§ **TASK INSTRUCTIONS**
Retype the full listing without altering anything.
Segment Start: WORKING DATA
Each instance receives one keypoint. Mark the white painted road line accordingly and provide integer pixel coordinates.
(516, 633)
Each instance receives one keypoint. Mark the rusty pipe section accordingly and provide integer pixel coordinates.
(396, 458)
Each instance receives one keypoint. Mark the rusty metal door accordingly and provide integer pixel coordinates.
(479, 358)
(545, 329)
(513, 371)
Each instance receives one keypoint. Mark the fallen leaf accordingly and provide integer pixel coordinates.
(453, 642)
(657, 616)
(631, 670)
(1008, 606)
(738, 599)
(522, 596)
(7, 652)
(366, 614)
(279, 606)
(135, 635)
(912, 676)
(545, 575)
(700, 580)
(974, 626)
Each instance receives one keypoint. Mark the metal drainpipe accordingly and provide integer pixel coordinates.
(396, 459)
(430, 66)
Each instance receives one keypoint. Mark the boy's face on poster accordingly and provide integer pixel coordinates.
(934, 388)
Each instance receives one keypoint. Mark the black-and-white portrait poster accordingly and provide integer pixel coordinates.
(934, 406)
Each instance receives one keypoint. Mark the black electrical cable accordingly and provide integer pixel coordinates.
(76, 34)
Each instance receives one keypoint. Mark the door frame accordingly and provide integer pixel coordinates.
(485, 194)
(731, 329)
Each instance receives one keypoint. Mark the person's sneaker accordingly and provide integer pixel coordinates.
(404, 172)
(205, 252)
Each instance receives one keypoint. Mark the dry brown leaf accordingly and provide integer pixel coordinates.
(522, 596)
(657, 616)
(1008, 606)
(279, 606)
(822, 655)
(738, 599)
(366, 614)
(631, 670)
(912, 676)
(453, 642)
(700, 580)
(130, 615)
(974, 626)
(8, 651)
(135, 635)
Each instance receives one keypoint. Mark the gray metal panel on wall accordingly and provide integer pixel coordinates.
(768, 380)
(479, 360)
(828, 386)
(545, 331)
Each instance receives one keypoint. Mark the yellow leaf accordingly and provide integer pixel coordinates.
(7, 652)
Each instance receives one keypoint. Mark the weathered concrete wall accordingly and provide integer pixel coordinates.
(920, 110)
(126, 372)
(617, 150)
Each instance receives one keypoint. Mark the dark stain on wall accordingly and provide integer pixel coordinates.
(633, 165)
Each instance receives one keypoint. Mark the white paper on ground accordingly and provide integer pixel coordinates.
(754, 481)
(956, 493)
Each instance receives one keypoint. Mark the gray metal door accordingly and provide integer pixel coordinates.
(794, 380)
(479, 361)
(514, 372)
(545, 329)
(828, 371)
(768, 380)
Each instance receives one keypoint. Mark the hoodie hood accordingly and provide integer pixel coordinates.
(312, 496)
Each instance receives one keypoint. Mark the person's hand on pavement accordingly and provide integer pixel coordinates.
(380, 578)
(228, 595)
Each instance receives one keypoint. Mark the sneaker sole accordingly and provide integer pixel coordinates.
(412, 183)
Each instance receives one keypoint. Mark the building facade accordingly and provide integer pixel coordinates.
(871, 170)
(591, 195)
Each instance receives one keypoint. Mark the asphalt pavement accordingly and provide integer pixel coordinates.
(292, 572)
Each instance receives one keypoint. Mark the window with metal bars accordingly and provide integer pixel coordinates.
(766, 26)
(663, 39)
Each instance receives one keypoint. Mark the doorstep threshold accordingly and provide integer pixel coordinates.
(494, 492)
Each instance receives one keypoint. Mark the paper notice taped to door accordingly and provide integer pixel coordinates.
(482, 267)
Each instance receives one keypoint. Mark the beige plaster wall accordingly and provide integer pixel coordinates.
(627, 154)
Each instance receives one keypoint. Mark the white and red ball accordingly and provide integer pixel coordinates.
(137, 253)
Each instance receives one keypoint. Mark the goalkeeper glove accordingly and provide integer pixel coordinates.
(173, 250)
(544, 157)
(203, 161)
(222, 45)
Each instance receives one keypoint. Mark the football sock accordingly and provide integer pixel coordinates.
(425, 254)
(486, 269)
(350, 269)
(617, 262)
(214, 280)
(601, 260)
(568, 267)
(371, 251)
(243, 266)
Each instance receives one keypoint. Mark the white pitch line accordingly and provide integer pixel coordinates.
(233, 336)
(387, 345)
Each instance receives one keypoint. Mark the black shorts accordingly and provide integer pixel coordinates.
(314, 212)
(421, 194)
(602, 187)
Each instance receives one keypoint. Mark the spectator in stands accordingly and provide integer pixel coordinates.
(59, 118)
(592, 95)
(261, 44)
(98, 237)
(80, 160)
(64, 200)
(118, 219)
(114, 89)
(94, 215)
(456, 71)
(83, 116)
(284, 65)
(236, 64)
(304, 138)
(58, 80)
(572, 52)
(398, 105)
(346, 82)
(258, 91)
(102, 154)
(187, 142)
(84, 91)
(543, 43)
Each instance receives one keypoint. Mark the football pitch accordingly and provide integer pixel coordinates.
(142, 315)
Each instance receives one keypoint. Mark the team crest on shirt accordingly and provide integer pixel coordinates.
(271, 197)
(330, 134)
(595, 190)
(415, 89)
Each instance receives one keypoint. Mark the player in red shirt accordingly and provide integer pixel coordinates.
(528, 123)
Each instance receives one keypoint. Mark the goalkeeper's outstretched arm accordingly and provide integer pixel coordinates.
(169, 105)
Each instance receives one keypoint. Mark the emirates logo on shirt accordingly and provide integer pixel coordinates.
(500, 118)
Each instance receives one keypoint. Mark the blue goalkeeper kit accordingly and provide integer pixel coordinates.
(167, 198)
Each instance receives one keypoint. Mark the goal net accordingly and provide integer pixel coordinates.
Segment End: WORKING DATA
§ **WRITTEN RESPONSE**
Each instance receives one keypoint. Mark the white painted road line accordingly and provide integer pixel coordinates.
(516, 633)
Each instance receives one keypoint. Mark the rusty pipe section accordingly and provide integer pixel coordinates.
(396, 458)
Each instance receives one keypoint. Mark the rusty metal door accordingly and provide integer pixel coordinates.
(479, 358)
(545, 329)
(513, 371)
Each instance receives one keypoint. Mark the fallen leaf accordingly and provide integer pixel coordinates.
(453, 642)
(657, 616)
(631, 670)
(1008, 606)
(738, 599)
(522, 596)
(7, 652)
(366, 614)
(279, 606)
(135, 635)
(912, 676)
(545, 575)
(700, 580)
(974, 626)
Each instance receives one keypoint. Mark the metal drainpipe accordingly and provide integer pixel coordinates.
(396, 459)
(430, 66)
Each instance receives one keypoint. Mark the boy's face on poster accordingly and provide integer pixel coordinates.
(934, 388)
Each instance receives one keypoint. Mark the black-and-white portrait poster accordingly and provide integer pixel coordinates.
(934, 406)
Each instance receives one keypoint. Mark the black electrical cable accordingly and provide integer pixel coordinates.
(76, 34)
Each instance receives one keypoint. Mark the door frame accordingly and provide integer pixel coordinates.
(485, 194)
(731, 329)
Each instance receives one keypoint. Mark the person's sneaker accordingly and provide integer pixel coordinates.
(404, 172)
(205, 252)
Each instance receives one keypoint. Mark the dry brown leaf accordingly and provide integer pixel coordinates.
(522, 596)
(657, 616)
(1008, 606)
(279, 606)
(822, 655)
(738, 599)
(366, 614)
(631, 670)
(912, 676)
(453, 642)
(700, 580)
(130, 615)
(974, 626)
(8, 651)
(135, 635)
Each instance receives one keypoint. Mark the gray metal panel on wall accordingly and provide integer pixel coordinates.
(768, 380)
(479, 360)
(828, 386)
(545, 331)
Each instance receives one keypoint. Mark the yellow leaf accordingly and provide integer pixel coordinates.
(7, 652)
Each instance receives one keypoint. Mark the weathered concrete wall accordingly and provide integer pixel coordinates.
(920, 110)
(126, 372)
(617, 150)
Each instance receives one keypoint. Mark the dark stain on wall accordingly and provide integer pixel coordinates.
(633, 165)
Each instance receives one keypoint. Mark the white paper on ground accordingly and provide integer pixel coordinates.
(754, 481)
(956, 493)
Each instance receives one keypoint. Mark the gray metal door accordingly and provide integer pixel coordinates.
(794, 380)
(479, 361)
(514, 372)
(545, 329)
(828, 371)
(768, 380)
Each instance receives one keypoint. Mark the hoodie hood accordingly and provide integer pixel coordinates.
(312, 496)
Each instance receives one keypoint. Mark the person's hand on pavement accordingly and provide integer pixel coordinates.
(380, 578)
(228, 595)
Each instance receives one keypoint. Mark the sneaker sole accordingly and provide integer pixel coordinates.
(412, 183)
Each instance receives one keypoint. Mark the building facade accordingly and provide integer pixel coordinates.
(871, 170)
(591, 195)
Each instance receives one keypoint. Mark the asphalt pavement accordingly and provide integer pixel coordinates.
(292, 572)
Each instance receives one keypoint. Mark the window with metal bars accordingly and provide integer pixel coordinates.
(766, 26)
(663, 39)
Each instance receives one keypoint. Mark the doorstep threshold accordingly and provide integer pixel coordinates.
(494, 492)
Each instance receives one keypoint. Mark the paper notice taped to door accordingly and provide integer pixel coordinates.
(482, 267)
Each instance receives one keypoint. Mark the beige plaster wall accordingly and provide integer pixel coordinates.
(627, 154)
Each instance receives one keypoint. Mark the white and red ball accordingly and provide integer pixel coordinates.
(137, 253)
Each instance receives one keypoint. Mark the goalkeeper glove accordingly and provide integer pixel coordinates.
(173, 250)
(544, 157)
(203, 161)
(222, 45)
Each instance receives one keypoint. Mark the football sock accordingly and provide integer pixel coordinates.
(425, 254)
(486, 269)
(350, 269)
(617, 262)
(214, 280)
(601, 260)
(568, 267)
(371, 251)
(243, 266)
Each instance receives one keypoint. Mark the white pitch line accordingly and provide integer pixel coordinates.
(233, 336)
(387, 345)
Each instance receives one keypoint. Mark the black shorts accordingly and provide integer pixel coordinates.
(314, 212)
(421, 194)
(602, 187)
Each instance receives one keypoint. Mark the spectator in stands accordingly and provide integer pixel coordinates.
(59, 118)
(592, 95)
(261, 44)
(98, 237)
(80, 160)
(64, 200)
(118, 219)
(114, 89)
(94, 215)
(456, 71)
(83, 116)
(284, 65)
(236, 64)
(304, 138)
(58, 80)
(572, 52)
(398, 105)
(346, 82)
(258, 91)
(102, 154)
(187, 142)
(84, 91)
(543, 43)
Each instance receives one keypoint. Mark the football pitch accordingly and provide integer pixel coordinates.
(142, 315)
Each instance receives one keypoint. Mark the team crest on shirt accordingly and provide integer pixel coordinates.
(271, 197)
(330, 134)
(595, 190)
(415, 89)
Each instance receives one keypoint. Mark the player in red shirt accordingly and provide integer pixel coordinates.
(528, 123)
Each instance receives one keypoint. Mark the goalkeeper's outstretched arm accordingly and provide integer pixel coordinates.
(169, 105)
Each instance receives one keypoint. Mark the emirates logo on shirt accordingly and provide integer pixel coordinates.
(500, 118)
Each instance receives one keypoint. Mark the blue goalkeeper kit accordingly and provide integer pixel coordinates.
(167, 198)
Each instance receives one keypoint. Mark the goal net accordingly and provide integer pixel coordinates.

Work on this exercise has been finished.